**所给信息:**
· · · · ·
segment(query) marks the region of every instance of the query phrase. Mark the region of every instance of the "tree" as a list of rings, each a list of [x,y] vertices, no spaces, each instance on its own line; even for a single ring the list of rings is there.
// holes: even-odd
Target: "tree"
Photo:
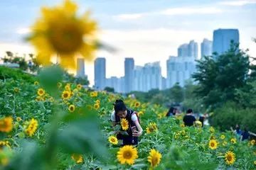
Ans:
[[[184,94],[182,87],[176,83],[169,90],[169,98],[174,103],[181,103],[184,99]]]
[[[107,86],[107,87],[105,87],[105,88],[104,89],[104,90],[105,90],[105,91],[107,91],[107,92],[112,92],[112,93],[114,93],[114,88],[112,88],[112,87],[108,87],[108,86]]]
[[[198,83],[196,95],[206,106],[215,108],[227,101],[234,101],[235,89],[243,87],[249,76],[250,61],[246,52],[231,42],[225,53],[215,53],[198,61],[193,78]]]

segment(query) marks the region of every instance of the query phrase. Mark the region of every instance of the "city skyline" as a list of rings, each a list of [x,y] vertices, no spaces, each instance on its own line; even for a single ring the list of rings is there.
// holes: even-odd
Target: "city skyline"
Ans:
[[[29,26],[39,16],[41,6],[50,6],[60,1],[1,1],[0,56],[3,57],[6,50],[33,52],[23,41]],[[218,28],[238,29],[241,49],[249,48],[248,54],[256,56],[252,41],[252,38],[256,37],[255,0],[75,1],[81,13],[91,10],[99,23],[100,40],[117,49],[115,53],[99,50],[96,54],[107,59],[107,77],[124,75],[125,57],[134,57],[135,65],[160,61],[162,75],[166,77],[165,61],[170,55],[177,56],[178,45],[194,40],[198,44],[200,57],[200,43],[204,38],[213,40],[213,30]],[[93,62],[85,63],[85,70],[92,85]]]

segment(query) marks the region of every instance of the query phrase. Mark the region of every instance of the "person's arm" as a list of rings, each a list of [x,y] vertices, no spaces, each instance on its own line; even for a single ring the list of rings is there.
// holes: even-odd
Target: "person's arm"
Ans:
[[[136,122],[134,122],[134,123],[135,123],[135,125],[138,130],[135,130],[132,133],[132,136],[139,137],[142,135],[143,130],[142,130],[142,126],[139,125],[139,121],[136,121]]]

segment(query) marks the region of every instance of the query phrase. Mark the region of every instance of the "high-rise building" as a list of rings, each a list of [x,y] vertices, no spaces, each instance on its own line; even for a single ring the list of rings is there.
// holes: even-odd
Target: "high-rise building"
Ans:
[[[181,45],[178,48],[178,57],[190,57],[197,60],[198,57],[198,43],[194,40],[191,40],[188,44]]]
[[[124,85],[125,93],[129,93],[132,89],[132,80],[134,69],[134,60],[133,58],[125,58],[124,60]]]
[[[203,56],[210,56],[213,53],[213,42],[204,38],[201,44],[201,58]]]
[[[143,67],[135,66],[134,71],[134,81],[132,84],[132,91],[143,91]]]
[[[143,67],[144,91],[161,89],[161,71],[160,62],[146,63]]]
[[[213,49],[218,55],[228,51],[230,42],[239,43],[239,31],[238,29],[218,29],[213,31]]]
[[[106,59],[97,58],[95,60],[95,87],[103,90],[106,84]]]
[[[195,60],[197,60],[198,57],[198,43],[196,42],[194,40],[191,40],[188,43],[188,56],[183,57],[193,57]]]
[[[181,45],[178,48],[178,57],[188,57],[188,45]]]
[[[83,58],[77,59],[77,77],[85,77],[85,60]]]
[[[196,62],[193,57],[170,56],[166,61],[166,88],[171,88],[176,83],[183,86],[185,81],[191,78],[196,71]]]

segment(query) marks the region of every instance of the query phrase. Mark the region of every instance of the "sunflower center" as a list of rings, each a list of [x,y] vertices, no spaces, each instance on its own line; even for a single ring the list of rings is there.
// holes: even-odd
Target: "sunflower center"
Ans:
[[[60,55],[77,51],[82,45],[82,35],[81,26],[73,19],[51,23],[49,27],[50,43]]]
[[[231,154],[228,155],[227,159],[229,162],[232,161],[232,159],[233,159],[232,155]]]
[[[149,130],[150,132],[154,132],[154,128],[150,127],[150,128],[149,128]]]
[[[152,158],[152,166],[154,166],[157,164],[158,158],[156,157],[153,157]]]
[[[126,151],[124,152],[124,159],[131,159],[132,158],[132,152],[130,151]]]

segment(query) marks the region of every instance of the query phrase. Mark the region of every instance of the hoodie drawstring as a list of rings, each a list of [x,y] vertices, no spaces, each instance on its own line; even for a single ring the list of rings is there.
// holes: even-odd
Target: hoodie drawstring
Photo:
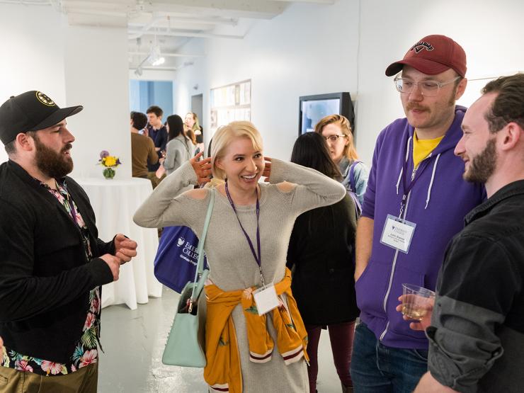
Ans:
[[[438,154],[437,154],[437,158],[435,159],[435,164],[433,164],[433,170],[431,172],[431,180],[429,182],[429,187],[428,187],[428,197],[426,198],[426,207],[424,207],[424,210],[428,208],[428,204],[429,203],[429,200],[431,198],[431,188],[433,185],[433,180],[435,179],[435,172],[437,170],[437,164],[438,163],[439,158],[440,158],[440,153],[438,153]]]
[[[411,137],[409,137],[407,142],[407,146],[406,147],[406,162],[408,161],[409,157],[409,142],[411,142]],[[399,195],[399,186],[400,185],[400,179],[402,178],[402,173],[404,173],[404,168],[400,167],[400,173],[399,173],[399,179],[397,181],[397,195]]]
· · · · ·
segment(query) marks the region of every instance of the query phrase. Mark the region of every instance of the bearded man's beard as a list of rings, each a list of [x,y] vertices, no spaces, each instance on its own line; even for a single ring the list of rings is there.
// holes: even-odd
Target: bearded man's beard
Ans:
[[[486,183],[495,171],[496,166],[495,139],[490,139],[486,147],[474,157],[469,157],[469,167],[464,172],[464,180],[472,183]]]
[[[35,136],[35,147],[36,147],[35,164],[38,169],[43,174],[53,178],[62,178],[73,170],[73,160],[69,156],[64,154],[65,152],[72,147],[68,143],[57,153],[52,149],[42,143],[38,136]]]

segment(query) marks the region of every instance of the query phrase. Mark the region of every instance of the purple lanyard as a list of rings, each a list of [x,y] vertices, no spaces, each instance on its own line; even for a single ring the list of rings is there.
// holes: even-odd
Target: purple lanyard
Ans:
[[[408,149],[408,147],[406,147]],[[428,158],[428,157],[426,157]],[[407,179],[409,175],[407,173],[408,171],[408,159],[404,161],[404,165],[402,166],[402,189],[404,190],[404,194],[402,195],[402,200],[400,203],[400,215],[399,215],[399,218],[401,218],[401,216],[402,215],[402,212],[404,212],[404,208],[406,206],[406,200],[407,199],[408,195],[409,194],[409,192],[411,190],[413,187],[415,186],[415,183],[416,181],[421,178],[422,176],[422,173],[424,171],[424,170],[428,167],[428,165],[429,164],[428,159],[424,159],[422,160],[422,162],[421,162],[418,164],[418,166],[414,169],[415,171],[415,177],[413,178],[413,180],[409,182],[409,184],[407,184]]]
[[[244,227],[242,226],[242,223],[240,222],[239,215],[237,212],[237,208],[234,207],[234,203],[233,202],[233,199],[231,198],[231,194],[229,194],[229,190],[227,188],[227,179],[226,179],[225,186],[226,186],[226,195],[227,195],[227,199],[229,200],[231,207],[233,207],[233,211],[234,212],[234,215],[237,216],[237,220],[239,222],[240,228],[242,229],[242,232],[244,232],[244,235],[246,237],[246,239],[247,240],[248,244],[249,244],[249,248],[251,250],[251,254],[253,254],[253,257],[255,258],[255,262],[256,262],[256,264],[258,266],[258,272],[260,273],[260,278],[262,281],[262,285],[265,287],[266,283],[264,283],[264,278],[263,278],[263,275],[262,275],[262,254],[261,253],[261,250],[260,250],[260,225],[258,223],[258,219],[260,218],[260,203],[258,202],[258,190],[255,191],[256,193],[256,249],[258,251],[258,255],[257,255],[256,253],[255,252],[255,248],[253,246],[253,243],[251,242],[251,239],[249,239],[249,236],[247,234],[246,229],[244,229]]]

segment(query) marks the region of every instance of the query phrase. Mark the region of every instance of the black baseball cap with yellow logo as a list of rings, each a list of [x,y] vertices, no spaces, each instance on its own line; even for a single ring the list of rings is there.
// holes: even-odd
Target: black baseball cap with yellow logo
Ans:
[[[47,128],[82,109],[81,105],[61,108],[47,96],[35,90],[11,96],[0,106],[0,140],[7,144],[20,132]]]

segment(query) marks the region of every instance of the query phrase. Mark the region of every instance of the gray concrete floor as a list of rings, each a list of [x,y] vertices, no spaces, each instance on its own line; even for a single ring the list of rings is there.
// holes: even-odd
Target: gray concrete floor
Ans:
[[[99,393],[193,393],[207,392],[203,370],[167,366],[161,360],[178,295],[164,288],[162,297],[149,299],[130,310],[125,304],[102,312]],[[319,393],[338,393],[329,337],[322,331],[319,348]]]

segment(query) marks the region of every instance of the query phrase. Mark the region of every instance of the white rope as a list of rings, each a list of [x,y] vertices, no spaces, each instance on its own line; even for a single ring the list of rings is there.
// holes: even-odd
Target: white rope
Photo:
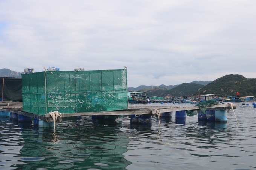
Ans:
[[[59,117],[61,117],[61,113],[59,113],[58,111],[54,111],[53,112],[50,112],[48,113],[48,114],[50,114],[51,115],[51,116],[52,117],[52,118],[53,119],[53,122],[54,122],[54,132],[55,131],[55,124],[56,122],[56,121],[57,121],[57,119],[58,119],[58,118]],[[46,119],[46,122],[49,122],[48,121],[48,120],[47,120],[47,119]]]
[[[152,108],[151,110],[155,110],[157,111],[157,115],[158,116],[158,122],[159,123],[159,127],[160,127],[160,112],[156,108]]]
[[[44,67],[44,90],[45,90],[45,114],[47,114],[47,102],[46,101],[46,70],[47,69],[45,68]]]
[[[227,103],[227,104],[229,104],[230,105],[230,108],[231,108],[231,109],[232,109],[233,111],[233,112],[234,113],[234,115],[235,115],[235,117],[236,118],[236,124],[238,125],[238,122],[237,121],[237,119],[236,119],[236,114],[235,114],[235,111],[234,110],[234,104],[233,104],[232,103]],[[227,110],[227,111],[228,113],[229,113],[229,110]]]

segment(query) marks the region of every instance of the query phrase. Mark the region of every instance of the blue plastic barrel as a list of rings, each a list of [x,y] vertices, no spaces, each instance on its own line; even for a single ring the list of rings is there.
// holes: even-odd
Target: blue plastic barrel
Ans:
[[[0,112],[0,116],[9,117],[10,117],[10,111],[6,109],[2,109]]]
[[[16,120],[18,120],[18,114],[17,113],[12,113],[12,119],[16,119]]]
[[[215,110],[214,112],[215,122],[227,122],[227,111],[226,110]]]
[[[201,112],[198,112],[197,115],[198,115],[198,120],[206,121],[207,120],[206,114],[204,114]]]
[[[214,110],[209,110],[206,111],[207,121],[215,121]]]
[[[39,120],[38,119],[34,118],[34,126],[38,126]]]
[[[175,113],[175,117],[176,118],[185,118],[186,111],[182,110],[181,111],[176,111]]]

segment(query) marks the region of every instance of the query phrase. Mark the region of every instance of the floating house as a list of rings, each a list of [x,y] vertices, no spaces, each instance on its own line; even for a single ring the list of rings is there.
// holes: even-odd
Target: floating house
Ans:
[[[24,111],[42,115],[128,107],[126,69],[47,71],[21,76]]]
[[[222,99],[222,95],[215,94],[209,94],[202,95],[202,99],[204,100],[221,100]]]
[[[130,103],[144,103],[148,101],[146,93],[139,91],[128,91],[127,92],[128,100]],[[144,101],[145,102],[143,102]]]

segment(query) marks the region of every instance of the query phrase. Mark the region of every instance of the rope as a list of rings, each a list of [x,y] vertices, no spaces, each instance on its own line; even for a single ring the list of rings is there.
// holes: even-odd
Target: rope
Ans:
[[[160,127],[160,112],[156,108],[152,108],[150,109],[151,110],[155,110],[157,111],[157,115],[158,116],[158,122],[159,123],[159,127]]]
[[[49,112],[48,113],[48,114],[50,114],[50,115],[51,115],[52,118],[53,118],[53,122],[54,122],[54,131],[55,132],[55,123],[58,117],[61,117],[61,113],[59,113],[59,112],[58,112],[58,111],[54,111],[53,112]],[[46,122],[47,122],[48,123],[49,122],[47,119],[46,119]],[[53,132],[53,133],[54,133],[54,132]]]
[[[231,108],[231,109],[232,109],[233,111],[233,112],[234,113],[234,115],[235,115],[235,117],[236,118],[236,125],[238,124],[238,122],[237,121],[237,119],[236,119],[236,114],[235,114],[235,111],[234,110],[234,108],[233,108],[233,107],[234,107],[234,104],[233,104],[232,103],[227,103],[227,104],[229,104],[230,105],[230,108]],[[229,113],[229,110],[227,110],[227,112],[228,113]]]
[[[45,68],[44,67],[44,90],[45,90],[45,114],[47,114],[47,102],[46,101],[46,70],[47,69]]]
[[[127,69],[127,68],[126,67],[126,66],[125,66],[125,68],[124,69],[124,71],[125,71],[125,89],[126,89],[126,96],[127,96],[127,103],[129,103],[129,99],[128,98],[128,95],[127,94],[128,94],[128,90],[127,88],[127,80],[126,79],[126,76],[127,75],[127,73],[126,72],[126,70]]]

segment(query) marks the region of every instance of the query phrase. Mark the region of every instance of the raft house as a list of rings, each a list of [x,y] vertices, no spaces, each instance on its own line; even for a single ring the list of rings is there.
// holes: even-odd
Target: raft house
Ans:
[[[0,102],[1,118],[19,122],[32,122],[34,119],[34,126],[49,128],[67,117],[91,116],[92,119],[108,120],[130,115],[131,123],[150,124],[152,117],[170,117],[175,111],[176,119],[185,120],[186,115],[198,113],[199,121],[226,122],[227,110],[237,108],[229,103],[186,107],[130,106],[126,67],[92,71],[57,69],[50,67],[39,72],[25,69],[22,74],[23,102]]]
· · · · ·
**练习题目:**
请说出上面列表中有多少行包含字符串“concrete”，区分大小写，只回答数字。

**练习结果:**
2